→ **EXERCISE INPUTS**:
=-=-=
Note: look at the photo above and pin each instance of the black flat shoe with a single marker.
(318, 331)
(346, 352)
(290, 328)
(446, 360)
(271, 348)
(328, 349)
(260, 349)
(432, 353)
=-=-=
→ **EXERCISE TASK**:
Rewrite these lines, changing "black flat shoe" to "brown leather boot" and leaving everything else as it is.

→ **RESPONSE BELOW**:
Note: look at the photo above and pin each instance of the brown leather boot with a single marker.
(318, 331)
(346, 352)
(290, 328)
(446, 360)
(271, 348)
(328, 349)
(260, 349)
(432, 353)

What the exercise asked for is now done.